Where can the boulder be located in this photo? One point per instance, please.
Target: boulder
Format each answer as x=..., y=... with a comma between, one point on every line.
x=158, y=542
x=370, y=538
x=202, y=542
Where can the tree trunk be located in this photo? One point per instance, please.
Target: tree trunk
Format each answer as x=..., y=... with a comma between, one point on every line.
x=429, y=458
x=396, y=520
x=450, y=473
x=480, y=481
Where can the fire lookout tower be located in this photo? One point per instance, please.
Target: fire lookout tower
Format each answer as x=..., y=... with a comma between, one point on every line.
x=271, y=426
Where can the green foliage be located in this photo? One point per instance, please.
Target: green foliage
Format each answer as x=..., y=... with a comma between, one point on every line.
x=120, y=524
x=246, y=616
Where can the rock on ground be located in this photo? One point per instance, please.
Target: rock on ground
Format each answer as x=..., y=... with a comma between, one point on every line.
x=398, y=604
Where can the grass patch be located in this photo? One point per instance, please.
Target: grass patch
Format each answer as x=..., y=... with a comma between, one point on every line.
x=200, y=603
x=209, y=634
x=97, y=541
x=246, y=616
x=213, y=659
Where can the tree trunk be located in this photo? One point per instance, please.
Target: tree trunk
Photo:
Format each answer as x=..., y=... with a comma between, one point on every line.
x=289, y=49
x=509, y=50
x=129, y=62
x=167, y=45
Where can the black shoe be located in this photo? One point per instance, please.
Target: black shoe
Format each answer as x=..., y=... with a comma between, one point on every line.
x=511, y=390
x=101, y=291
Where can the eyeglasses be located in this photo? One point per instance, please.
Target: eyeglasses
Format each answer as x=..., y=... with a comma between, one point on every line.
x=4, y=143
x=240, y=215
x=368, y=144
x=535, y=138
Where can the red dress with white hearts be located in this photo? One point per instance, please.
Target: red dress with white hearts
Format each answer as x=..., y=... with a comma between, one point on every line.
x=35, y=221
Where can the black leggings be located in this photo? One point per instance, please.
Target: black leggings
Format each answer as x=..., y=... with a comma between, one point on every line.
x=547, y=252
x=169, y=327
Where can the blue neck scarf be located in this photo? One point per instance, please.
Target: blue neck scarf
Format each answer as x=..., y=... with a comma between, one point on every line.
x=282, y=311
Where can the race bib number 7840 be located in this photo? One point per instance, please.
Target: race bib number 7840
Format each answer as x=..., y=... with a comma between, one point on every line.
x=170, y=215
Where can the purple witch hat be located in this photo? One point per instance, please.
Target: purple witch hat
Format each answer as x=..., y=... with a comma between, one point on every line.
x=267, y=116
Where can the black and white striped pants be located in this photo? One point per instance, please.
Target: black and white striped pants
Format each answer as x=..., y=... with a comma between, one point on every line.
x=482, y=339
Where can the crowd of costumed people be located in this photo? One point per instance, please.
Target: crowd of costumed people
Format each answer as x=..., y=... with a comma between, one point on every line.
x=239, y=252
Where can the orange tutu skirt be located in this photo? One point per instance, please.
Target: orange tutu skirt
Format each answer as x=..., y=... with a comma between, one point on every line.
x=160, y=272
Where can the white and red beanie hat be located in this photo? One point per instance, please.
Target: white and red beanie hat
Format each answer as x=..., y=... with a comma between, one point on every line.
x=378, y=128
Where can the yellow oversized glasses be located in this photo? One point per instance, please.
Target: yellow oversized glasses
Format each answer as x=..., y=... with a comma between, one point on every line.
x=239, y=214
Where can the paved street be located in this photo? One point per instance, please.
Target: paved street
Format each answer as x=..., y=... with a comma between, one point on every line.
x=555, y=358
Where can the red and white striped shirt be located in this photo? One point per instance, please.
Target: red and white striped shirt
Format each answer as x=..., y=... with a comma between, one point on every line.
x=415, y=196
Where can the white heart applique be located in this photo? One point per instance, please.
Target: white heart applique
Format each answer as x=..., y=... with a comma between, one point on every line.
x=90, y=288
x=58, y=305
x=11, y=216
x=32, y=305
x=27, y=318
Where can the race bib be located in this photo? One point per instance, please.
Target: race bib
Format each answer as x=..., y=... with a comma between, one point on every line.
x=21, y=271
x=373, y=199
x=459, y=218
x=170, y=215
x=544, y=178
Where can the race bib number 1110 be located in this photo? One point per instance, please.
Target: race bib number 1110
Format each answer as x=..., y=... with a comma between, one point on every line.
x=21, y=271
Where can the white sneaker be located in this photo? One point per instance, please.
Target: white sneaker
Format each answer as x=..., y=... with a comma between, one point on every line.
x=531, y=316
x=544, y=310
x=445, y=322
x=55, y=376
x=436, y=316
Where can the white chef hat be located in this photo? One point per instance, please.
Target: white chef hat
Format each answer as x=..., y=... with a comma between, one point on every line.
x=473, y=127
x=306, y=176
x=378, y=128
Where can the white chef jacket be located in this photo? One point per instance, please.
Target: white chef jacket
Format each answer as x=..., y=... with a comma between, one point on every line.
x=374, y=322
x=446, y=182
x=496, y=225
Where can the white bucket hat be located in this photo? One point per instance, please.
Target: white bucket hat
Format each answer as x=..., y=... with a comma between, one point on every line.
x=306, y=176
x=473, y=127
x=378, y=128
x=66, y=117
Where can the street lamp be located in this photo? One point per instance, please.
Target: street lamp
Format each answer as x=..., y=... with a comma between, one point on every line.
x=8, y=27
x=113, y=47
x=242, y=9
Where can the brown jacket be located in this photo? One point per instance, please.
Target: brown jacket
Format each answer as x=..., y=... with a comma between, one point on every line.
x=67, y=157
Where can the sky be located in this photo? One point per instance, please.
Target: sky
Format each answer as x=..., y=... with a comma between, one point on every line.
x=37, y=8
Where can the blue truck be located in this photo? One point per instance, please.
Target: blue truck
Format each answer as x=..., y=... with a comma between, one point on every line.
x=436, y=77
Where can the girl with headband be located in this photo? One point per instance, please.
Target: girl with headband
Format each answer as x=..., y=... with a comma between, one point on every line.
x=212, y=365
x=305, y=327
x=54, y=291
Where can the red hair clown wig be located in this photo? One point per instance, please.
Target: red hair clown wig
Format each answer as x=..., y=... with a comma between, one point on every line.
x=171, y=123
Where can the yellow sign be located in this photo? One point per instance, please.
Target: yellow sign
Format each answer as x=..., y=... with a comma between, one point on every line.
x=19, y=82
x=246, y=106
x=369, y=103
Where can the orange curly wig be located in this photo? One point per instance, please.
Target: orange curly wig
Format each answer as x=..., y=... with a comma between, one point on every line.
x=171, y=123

## What is being asked
Reproduce the entire data above verbatim, line for line, with no alterations.

## Solution below
Where can the boulder be located in this photo? One point per instance, please.
Target: boulder
Format each answer as x=..., y=... with a comma between, one point on every line.
x=158, y=542
x=370, y=538
x=202, y=542
Where can the tree trunk be located in this photo? One point per instance, please.
Target: tree trunk
Format each answer as x=..., y=... with a comma between, one point on every line.
x=429, y=458
x=396, y=520
x=450, y=473
x=480, y=481
Where can the fire lookout tower be located in this photo? One point per instance, please.
Target: fire lookout tower
Format each answer as x=..., y=... with a comma between, one point on every line.
x=271, y=426
Where can the green foliage be located in this photo? One point per instance, please.
Target: green foliage
Format each answer as x=..., y=... with a comma between, one point on every line.
x=120, y=524
x=246, y=616
Where can the rock on ground be located in this photo? One point per instance, please.
Target: rock on ground
Format each answer as x=..., y=... with a comma between, one point on every line.
x=398, y=604
Where can the grass patch be located in this photo? One point per instance, please.
Target: grass patch
Format each answer as x=..., y=... with a comma between, one point on every line.
x=200, y=603
x=209, y=634
x=97, y=541
x=246, y=616
x=213, y=659
Where can the tree trunk be located in this photo? One point per instance, please.
Target: tree trunk
Photo:
Format each answer as x=..., y=... with a comma between, one point on every line.
x=289, y=49
x=509, y=50
x=129, y=62
x=167, y=45
Where can the black shoe be located in this photo? One point per instance, please.
Target: black shoe
Format each answer as x=..., y=... with a comma between, one point on every line.
x=511, y=390
x=101, y=291
Where can the eyeglasses be located in this photo? One point per instance, please.
Target: eyeglasses
Format each answer as x=..., y=... with a comma between, one point on every line.
x=4, y=143
x=240, y=215
x=368, y=144
x=535, y=138
Where can the red dress with white hearts be located in this photo? One point per instance, please.
Target: red dress with white hearts
Format each answer as x=..., y=... with a comma between, one point on every line.
x=35, y=221
Where can the black leggings be located in this photo? One point per instance, please.
Target: black leggings
Format each answer as x=..., y=... with a comma between, one point on every line.
x=547, y=252
x=169, y=327
Where can the blue neck scarf be located in this photo? One point per instance, please.
Target: blue neck scarf
Format each answer as x=..., y=... with a comma between, one point on every line.
x=282, y=311
Where can the race bib number 7840 be located in this photo? One point per instance, please.
Target: race bib number 7840
Format each answer as x=..., y=... with a comma between, one point on every line.
x=170, y=215
Where can the purple witch hat be located in this photo? One point per instance, please.
Target: purple witch hat
Format each answer as x=..., y=... with a comma between, one point on every line.
x=267, y=116
Where can the black and white striped pants be located in this photo? One point per instance, please.
Target: black and white striped pants
Format each answer as x=..., y=... with a comma between, one point on every line.
x=482, y=339
Where can the crowd of costumed people be located in this photo? One point per instance, please.
Target: crowd of costumed people
Format each answer as x=..., y=... with a comma between, one point on every line.
x=239, y=252
Where can the orange tutu skirt be located in this photo? One point per instance, please.
Target: orange tutu skirt
Format each answer as x=..., y=... with a comma between, one point on every line.
x=160, y=272
Where can the white and red beanie hat be located in this photo? One point per instance, please.
Target: white and red beanie hat
Format each answer as x=..., y=... with a comma between, one point on every line.
x=378, y=128
Where can the yellow oversized glasses be located in this photo? One point per instance, please.
Target: yellow oversized glasses
Format each answer as x=..., y=... with a comma between, one point on every line.
x=239, y=214
Where can the paved street be located in this photo? One point per instance, please.
Target: paved street
Format each answer as x=..., y=... with a comma between, one point on every line.
x=555, y=358
Where can the red and white striped shirt be located in this photo? One point per instance, please.
Target: red and white striped shirt
Format each answer as x=..., y=... with a comma between, one point on every line.
x=415, y=196
Where can the white heart applique be located in this photo? One point per instance, please.
Target: white heart applique
Format each answer as x=..., y=... with a comma between, one point on every line.
x=90, y=288
x=58, y=305
x=11, y=216
x=32, y=305
x=27, y=318
Where can the race bib be located in this photo? One point per instance, please.
Target: race bib
Format each answer as x=..., y=... with a comma between, one point on every line.
x=21, y=271
x=373, y=199
x=459, y=218
x=170, y=215
x=544, y=178
Where can the race bib number 1110 be located in this photo? One point per instance, please.
Target: race bib number 1110
Format each answer as x=..., y=... with a comma between, one point on every line.
x=21, y=271
Where can the white sneaker be located in this photo? One point per instance, please.
Target: white sneaker
Format each answer as x=..., y=... with a comma between, one point on every line.
x=531, y=316
x=544, y=310
x=445, y=322
x=55, y=376
x=436, y=316
Where can the white chef hat be located in this photo? One point per instance, please.
Target: white chef hat
Format each answer as x=..., y=... with a comma between, one point on every line.
x=473, y=127
x=306, y=176
x=378, y=128
Where can the white chef jacket be located in this photo? One point per instance, please.
Target: white chef jacket
Format each answer as x=..., y=... with a comma between, one point on every line.
x=374, y=322
x=446, y=182
x=496, y=225
Where can the white bucket hat be located in this photo? One point per instance, please.
Target: white bucket hat
Format each answer as x=..., y=... with a comma between, one point on every line.
x=306, y=176
x=473, y=127
x=378, y=128
x=66, y=117
Where can the street lamp be located in this photo? One point per instance, please.
Target: street lamp
Format each answer as x=..., y=... with a comma between, one point on every line.
x=8, y=27
x=113, y=47
x=242, y=9
Where can the brown jacket be located in this photo? One point per instance, please.
Target: brown jacket
Format each answer as x=..., y=... with a comma between, one point on every line.
x=67, y=157
Where can the sky be located in this photo? One point per instance, please.
Target: sky
Format each answer as x=..., y=... with a comma between, one point on every line.
x=37, y=8
Where can the blue truck be located in this photo? One point per instance, please.
Target: blue truck
Format each answer as x=..., y=... with a comma between, one point on every line.
x=436, y=77
Where can the girl with headband be located in this photo? One point per instance, please.
Target: girl with headband
Format each answer as x=..., y=... with a comma between, one point on every line.
x=212, y=365
x=305, y=327
x=54, y=291
Where can the red hair clown wig be located in this photo? One point per instance, please.
Target: red hair clown wig
Format each answer as x=..., y=... with a comma between, one point on every line.
x=171, y=123
Where can the yellow sign be located in this photo? One point per instance, please.
Target: yellow sign
Format each answer as x=..., y=... with a comma between, one point on every line.
x=19, y=82
x=246, y=106
x=369, y=103
Where can the orange curly wig be located in this photo? One point per instance, please.
Target: orange curly wig
Format each answer as x=..., y=... with a comma between, one point on every line.
x=171, y=123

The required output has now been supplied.